▶ [SET OF TASKS]:
A. Return this span of the blog post about buying beef word for word: begin at the words "I love the way" and stop after "this post ...".
B. In the blog post about buying beef, who did the writer's mum learn her knowledge of buying meat from?

▶ [READING PASSAGE]:

>> Start

My 3 year old is a devoted carnivore.
She never knowingly eats fruit or vegetables in native form but can devour a large rare steak.
She loves going to our local butchers with my mum and picking out what she wants.
I love the way my mum is passing on all her knowledge of buying great steaks, joints and stewing meat. She learnt it from her own mum who cooked the best steak & Sunday roasts ever!
I have very strong memories of going to the butchers with my mum and grandma when I was little and them chatting away to the butcher and inspecting the meat.
Unfortunately, I was not as good a student as my daughter and can't remember any of the wisdom shared on these trips!
So I asked my mum to give me her top tips for buying the best beef and here they are.
If you have your own do add them to the list ... and check out all the brilliant beef recipes shared by other bloggers at the bottom of this post ...

>> End

▶ [RECORD LIST]:

>> Start

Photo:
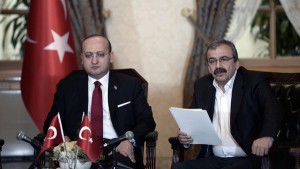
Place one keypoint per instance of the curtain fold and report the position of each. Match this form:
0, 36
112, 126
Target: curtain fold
212, 21
242, 17
86, 18
292, 10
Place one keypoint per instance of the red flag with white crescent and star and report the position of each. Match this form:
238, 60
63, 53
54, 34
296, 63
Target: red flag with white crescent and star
88, 142
54, 136
49, 55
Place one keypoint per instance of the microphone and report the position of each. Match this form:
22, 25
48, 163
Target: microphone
128, 136
34, 143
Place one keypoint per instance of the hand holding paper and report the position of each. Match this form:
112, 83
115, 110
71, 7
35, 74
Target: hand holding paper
196, 123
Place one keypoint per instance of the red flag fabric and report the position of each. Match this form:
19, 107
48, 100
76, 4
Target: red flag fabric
49, 55
54, 136
89, 142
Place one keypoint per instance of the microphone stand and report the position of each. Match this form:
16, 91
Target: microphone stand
1, 144
116, 164
35, 165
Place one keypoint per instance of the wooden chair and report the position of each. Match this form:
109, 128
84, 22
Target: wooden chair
150, 138
287, 89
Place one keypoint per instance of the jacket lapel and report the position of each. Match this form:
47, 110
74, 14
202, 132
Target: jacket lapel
237, 95
113, 95
83, 89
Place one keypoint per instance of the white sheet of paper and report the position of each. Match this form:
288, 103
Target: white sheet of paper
196, 123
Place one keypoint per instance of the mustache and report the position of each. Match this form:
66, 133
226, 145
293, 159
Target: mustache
220, 70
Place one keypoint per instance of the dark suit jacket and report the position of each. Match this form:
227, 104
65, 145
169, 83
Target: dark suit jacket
71, 100
255, 111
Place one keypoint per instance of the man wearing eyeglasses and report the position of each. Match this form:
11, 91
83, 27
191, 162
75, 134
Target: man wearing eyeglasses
124, 104
243, 109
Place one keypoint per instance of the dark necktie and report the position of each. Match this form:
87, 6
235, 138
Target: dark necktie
97, 112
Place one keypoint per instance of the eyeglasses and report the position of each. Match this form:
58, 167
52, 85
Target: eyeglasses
99, 54
222, 60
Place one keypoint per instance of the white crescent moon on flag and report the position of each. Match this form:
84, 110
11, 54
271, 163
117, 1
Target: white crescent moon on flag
54, 131
30, 40
81, 130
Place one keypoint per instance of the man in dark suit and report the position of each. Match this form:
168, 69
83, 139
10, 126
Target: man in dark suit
243, 109
125, 106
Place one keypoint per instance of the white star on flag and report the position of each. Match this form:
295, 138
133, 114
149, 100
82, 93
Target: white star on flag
60, 44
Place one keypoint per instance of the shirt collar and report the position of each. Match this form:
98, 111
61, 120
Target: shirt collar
103, 80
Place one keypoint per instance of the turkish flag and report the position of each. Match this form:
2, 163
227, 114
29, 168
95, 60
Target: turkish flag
54, 136
88, 142
49, 55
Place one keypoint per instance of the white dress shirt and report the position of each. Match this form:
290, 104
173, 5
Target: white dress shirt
221, 122
108, 129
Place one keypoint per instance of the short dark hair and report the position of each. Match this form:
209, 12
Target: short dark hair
95, 35
214, 44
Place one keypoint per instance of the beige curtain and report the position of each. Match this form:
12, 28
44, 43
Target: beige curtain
212, 22
292, 10
87, 18
243, 14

>> End

▶ [ANSWER SET]:
A.
I love the way my mum is passing on all her knowledge of buying great steaks, joints and stewing meat. She learnt it from her own mum who cooked the best steak & Sunday roasts ever!
I have very strong memories of going to the butchers with my mum and grandma when I was little and them chatting away to the butcher and inspecting the meat.
Unfortunately, I was not as good a student as my daughter and can't remember any of the wisdom shared on these trips!
So I asked my mum to give me her top tips for buying the best beef and here they are.
If you have your own do add them to the list ... and check out all the brilliant beef recipes shared by other bloggers at the bottom of this post ...

B. Her own mum.